**OBJECTIVE**
All the data should be repeated exactly. Any image in it is left out.

* * * * * * * * *

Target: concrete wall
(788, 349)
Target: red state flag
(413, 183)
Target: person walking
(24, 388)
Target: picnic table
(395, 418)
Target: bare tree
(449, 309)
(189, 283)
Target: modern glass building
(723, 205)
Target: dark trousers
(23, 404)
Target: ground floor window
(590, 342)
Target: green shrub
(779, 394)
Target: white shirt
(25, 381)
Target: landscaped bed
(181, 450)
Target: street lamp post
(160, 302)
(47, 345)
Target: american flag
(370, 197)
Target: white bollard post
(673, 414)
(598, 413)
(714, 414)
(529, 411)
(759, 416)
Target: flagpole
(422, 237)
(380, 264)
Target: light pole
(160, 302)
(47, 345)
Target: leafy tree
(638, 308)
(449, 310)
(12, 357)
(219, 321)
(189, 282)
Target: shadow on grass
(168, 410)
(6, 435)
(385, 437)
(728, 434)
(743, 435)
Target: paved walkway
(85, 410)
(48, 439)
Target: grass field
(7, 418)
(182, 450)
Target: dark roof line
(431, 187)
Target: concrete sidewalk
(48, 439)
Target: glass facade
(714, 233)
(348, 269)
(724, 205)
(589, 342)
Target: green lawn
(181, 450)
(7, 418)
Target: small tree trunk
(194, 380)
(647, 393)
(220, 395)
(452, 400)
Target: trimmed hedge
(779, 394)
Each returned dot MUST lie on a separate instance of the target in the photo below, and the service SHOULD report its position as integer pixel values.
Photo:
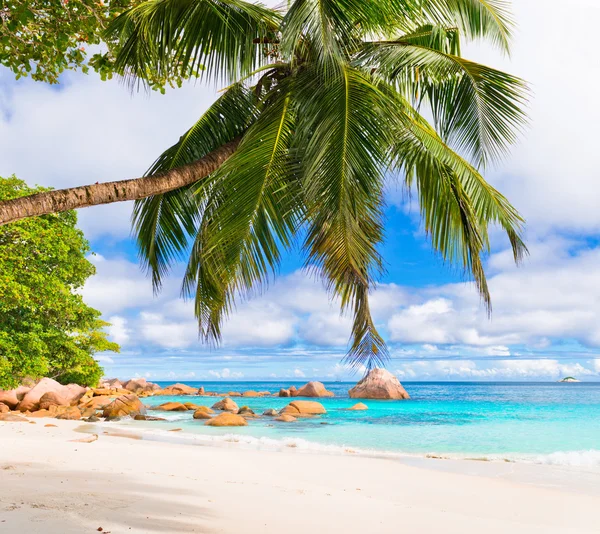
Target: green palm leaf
(476, 108)
(344, 141)
(252, 212)
(334, 112)
(180, 37)
(164, 223)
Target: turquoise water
(546, 422)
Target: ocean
(553, 423)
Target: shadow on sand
(36, 498)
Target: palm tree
(324, 105)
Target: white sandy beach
(51, 484)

* * * * * * * * *

**EXERCISE OUTPUT**
Target: concrete wall
(788, 349)
Target: red state flag
(413, 183)
Target: person walking
(24, 388)
Target: picnic table
(395, 418)
Target: bare tree
(449, 309)
(189, 283)
Target: modern glass building
(723, 205)
Target: dark trousers
(23, 404)
Target: ground floor window
(590, 342)
Target: green shrub
(779, 394)
Target: white shirt
(25, 381)
Target: landscaped bed
(181, 450)
Target: street lamp post
(160, 302)
(47, 345)
Target: american flag
(370, 197)
Target: white bollard post
(673, 414)
(598, 413)
(714, 414)
(529, 411)
(759, 416)
Target: flagpole
(422, 237)
(380, 264)
Target: light pole
(160, 302)
(47, 345)
Target: leafy tree
(638, 308)
(449, 310)
(12, 357)
(219, 321)
(189, 282)
Target: shadow on grass
(168, 410)
(6, 435)
(385, 437)
(728, 434)
(743, 435)
Target: paved walkway
(85, 410)
(48, 439)
Target: grass field
(7, 418)
(182, 450)
Target: dark roof line
(431, 187)
Target: concrete sidewalk
(48, 439)
Target: glass facade
(714, 233)
(348, 269)
(724, 205)
(589, 342)
Target: green lawn
(181, 450)
(7, 418)
Target: small tree trunk
(194, 380)
(647, 393)
(220, 395)
(452, 400)
Target: trimmed hedge
(779, 394)
Each returned dot MUST lie on a separate instance of the target in the photo below, and the service SHOULD report its position as integer pixel values.
Photo:
Target: green palm leaf
(476, 108)
(344, 141)
(252, 212)
(334, 112)
(180, 37)
(164, 223)
Target: turquoise water
(546, 422)
Target: ocean
(553, 423)
Target: shadow on sand
(36, 498)
Target: palm tree
(324, 105)
Target: white sandy beach
(51, 484)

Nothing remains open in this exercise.